Work to complete: Could you retype all of the data below exactly as given?

Stored records:
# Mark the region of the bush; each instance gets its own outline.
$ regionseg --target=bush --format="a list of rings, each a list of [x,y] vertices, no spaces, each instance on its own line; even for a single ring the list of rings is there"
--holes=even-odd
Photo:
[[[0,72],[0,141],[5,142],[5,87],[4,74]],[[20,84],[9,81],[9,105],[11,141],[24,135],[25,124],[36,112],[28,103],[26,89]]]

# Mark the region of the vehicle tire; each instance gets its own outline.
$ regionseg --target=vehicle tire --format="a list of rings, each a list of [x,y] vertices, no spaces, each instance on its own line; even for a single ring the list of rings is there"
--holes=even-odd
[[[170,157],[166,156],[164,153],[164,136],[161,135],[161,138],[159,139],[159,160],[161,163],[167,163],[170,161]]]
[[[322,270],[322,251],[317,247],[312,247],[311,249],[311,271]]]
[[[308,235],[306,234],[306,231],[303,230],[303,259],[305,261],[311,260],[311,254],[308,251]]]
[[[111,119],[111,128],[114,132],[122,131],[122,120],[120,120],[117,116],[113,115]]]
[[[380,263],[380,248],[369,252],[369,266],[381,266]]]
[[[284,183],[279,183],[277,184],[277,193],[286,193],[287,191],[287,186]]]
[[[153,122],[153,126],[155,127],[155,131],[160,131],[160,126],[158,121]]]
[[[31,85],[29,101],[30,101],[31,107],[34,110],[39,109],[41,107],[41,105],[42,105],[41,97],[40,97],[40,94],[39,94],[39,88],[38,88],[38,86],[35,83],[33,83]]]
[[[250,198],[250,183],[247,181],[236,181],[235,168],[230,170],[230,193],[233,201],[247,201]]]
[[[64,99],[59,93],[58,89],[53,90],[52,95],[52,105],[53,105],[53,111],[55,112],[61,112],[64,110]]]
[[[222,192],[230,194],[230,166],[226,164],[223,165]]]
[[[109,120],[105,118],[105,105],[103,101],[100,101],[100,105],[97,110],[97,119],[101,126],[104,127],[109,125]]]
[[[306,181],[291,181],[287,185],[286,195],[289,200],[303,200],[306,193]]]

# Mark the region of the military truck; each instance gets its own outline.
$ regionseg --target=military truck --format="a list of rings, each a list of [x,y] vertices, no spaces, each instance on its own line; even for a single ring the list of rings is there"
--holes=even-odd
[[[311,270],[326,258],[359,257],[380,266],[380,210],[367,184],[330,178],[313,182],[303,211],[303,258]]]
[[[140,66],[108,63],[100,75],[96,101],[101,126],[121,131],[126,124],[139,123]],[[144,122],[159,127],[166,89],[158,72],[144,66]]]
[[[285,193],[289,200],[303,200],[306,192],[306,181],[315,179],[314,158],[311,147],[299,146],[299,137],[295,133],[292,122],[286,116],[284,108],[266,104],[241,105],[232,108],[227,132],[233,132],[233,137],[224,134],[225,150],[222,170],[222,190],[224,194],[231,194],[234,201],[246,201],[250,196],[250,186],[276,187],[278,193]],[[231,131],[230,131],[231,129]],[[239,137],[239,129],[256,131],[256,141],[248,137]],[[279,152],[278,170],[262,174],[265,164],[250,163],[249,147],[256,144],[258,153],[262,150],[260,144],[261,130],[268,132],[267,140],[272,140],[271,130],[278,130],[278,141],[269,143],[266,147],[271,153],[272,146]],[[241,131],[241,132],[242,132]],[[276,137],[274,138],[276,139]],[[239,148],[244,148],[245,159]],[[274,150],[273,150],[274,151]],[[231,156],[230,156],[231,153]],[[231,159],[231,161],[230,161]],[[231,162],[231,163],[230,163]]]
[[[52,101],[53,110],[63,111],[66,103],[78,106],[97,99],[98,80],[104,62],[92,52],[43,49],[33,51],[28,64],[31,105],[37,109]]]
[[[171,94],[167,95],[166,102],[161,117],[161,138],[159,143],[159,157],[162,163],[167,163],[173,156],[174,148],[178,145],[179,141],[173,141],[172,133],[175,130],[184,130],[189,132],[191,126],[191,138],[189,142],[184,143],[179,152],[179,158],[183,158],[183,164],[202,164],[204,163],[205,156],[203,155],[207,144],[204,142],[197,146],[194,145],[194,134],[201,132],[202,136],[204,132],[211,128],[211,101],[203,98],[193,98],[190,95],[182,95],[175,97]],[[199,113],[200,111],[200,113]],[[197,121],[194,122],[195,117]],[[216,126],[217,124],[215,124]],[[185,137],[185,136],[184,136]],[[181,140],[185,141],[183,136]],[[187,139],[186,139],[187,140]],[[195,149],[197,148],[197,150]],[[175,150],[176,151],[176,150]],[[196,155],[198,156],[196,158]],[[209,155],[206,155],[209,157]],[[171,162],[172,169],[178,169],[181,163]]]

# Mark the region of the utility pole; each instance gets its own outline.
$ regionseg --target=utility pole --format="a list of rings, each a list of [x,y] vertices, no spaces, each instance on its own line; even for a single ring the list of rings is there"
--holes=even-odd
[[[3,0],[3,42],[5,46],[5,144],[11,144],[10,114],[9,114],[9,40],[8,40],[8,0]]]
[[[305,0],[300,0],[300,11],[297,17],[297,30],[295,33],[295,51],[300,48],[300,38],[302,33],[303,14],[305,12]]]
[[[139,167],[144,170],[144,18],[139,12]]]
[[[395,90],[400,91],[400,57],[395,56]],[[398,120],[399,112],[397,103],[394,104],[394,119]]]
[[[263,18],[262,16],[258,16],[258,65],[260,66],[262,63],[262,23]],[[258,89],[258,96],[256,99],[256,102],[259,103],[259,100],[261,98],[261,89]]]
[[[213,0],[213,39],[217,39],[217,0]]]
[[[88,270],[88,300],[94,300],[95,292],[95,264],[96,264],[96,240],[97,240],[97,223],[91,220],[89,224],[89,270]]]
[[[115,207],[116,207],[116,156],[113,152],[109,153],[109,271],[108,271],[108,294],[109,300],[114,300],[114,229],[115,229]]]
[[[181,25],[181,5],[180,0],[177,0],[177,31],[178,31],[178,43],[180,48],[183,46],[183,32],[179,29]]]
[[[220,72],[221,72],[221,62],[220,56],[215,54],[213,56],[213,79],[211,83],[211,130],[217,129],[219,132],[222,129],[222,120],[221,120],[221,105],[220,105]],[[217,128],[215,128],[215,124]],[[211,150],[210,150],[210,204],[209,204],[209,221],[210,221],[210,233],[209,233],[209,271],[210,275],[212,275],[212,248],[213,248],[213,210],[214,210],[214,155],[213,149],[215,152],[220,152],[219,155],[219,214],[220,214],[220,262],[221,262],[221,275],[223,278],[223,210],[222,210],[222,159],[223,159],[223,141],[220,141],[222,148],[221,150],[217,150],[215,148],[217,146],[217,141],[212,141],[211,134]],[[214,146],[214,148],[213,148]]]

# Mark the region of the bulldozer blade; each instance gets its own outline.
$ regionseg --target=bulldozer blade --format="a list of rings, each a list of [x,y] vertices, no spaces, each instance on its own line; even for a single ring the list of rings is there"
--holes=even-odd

Your response:
# Mark the region of the bush; each instance gets its own outline.
$ regionseg --target=bush --format="a list of rings, each a list of [x,y] vertices, no spaces, each instance on its own line; even for a single ring the list of rings is there"
--holes=even-odd
Photo:
[[[0,72],[0,141],[5,142],[5,87],[4,74]],[[20,84],[9,81],[9,105],[11,141],[24,135],[25,124],[36,112],[28,103],[26,89]]]

# Mark the region of the vehicle tire; each instance gets its own outline.
$ regionseg --target=vehicle tire --format="a list of rings, each a list of [x,y] vertices, no spaces, each instance on its own line; even for a single ring the list of rings is there"
--holes=even-odd
[[[170,157],[166,156],[164,153],[164,136],[161,135],[161,138],[159,139],[159,160],[161,163],[167,163],[170,161]]]
[[[322,270],[322,251],[317,247],[312,247],[311,249],[311,271]]]
[[[308,235],[306,234],[306,231],[303,230],[303,259],[305,261],[311,260],[311,254],[308,251]]]
[[[111,119],[111,128],[114,132],[122,131],[122,120],[120,120],[117,116],[113,115]]]
[[[380,263],[380,248],[369,252],[369,266],[381,266]]]
[[[284,183],[279,183],[277,184],[277,193],[286,193],[287,191],[287,186]]]
[[[153,122],[153,126],[155,127],[155,131],[160,131],[160,126],[158,121]]]
[[[31,85],[29,101],[30,101],[31,107],[34,110],[39,109],[41,107],[41,105],[42,105],[41,97],[40,97],[40,94],[39,94],[39,88],[38,88],[38,86],[35,83],[33,83]]]
[[[250,198],[250,183],[247,181],[236,181],[235,168],[230,170],[230,193],[233,201],[247,201]]]
[[[64,99],[59,93],[58,89],[53,90],[52,95],[52,105],[53,105],[53,111],[55,112],[61,112],[64,110]]]
[[[222,192],[230,194],[230,166],[226,164],[223,165]]]
[[[109,120],[105,118],[105,105],[103,101],[100,101],[100,105],[97,110],[97,119],[101,126],[104,127],[109,125]]]
[[[306,181],[291,181],[287,185],[286,195],[289,200],[303,200],[306,193]]]

# Mark the region of the military truck; each instance gets its own outline.
$ regionseg --target=military truck --format="a list of rings, each a list of [x,y] vertices, no spaces, each instance on its own line; even for a single ring the list of rings is there"
--holes=even-odd
[[[311,270],[326,258],[359,257],[380,266],[380,210],[367,184],[330,178],[313,182],[303,211],[303,258]]]
[[[140,66],[108,63],[100,75],[96,101],[101,126],[121,131],[126,124],[139,123]],[[144,122],[159,127],[166,89],[158,72],[144,66]]]
[[[285,193],[289,200],[303,200],[306,192],[306,181],[315,179],[314,158],[311,147],[299,146],[299,137],[295,133],[292,122],[286,116],[284,108],[266,104],[241,105],[232,108],[227,132],[233,132],[233,137],[224,134],[225,150],[222,170],[222,190],[224,194],[231,194],[234,201],[246,201],[250,196],[250,186],[276,187],[278,193]],[[231,131],[230,131],[231,129]],[[239,137],[239,129],[256,131],[256,141],[248,137]],[[279,152],[278,170],[262,174],[265,164],[250,163],[249,147],[256,144],[258,153],[262,150],[260,144],[261,130],[268,132],[267,140],[272,140],[271,130],[278,130],[278,141],[269,143],[266,147],[271,153],[272,146]],[[241,131],[241,132],[242,132]],[[276,137],[274,138],[276,139]],[[239,148],[244,148],[245,159]],[[274,150],[273,150],[274,151]],[[231,156],[230,156],[231,153]],[[231,159],[231,161],[230,161]],[[231,162],[231,163],[230,163]]]
[[[52,101],[53,110],[63,111],[66,103],[78,106],[97,99],[98,80],[104,62],[92,52],[43,49],[33,51],[28,64],[31,105],[37,109]]]
[[[171,94],[167,95],[166,102],[161,117],[161,138],[159,143],[159,157],[162,163],[167,163],[173,156],[174,148],[178,145],[179,141],[173,141],[172,133],[175,130],[184,130],[189,132],[191,126],[191,138],[189,142],[184,143],[179,152],[179,158],[183,158],[183,164],[202,164],[204,163],[205,156],[203,155],[207,144],[204,142],[197,146],[194,145],[194,134],[201,132],[202,136],[204,132],[211,128],[211,101],[203,98],[193,98],[190,95],[182,95],[175,97]],[[199,113],[200,111],[200,113]],[[197,121],[194,122],[195,117]],[[216,126],[217,124],[215,124]],[[185,137],[185,136],[184,136]],[[181,140],[185,141],[183,136]],[[187,139],[186,139],[187,140]],[[195,149],[197,148],[197,150]],[[175,150],[176,151],[176,150]],[[196,155],[198,156],[196,158]],[[209,155],[206,155],[209,157]],[[171,162],[172,169],[178,169],[181,163]]]

# Mark the region of the utility pole; each instance gets its own outline.
$ regionseg --target=utility pole --format="a list of rings, each a list of [x,y] vertices, no spaces, each instance on its own line; even for a single ring the list of rings is there"
--holes=even-odd
[[[3,0],[3,42],[5,46],[5,144],[11,144],[10,114],[9,114],[9,40],[8,40],[8,0]]]
[[[305,0],[300,0],[300,11],[297,17],[297,30],[295,33],[295,51],[300,48],[300,38],[302,33],[303,14],[305,12]]]
[[[139,167],[144,170],[144,18],[139,12]]]
[[[395,90],[400,91],[400,57],[395,56]],[[398,120],[399,112],[397,103],[394,104],[394,119]]]
[[[263,18],[262,16],[258,16],[258,65],[260,66],[262,63],[262,23]],[[258,89],[258,96],[256,99],[256,102],[259,103],[259,100],[261,98],[261,89]]]
[[[213,0],[213,39],[217,39],[217,0]]]
[[[88,270],[88,300],[94,300],[95,292],[95,264],[96,264],[96,240],[97,240],[97,223],[91,220],[89,224],[89,270]]]
[[[115,207],[116,207],[116,156],[113,152],[109,153],[109,271],[108,271],[108,294],[109,300],[114,300],[114,229],[115,229]]]
[[[181,25],[181,5],[180,0],[177,0],[177,31],[178,31],[178,43],[180,48],[183,46],[183,32],[179,29]]]
[[[220,72],[221,72],[221,62],[220,56],[215,54],[213,56],[213,79],[211,83],[211,130],[217,129],[219,132],[222,129],[222,120],[221,120],[221,105],[220,105]],[[217,128],[215,128],[215,124]],[[211,150],[210,150],[210,204],[209,204],[209,221],[210,221],[210,233],[209,233],[209,271],[210,275],[212,275],[212,248],[213,248],[213,210],[214,210],[214,155],[213,149],[215,152],[220,152],[219,155],[219,214],[220,214],[220,262],[221,262],[221,275],[223,278],[223,210],[222,210],[222,159],[223,159],[223,141],[220,141],[222,148],[221,150],[217,150],[215,148],[217,146],[217,141],[212,141],[211,134]],[[214,146],[214,148],[213,148]]]

# Mark the region of the bulldozer blade; each instance gets its own outline.
$ regionseg --target=bulldozer blade --format="a list of rings, each a list of [x,y] vertices, no spaces, each instance on its own line; even for a single ring the list of rings is there"
--holes=even-odd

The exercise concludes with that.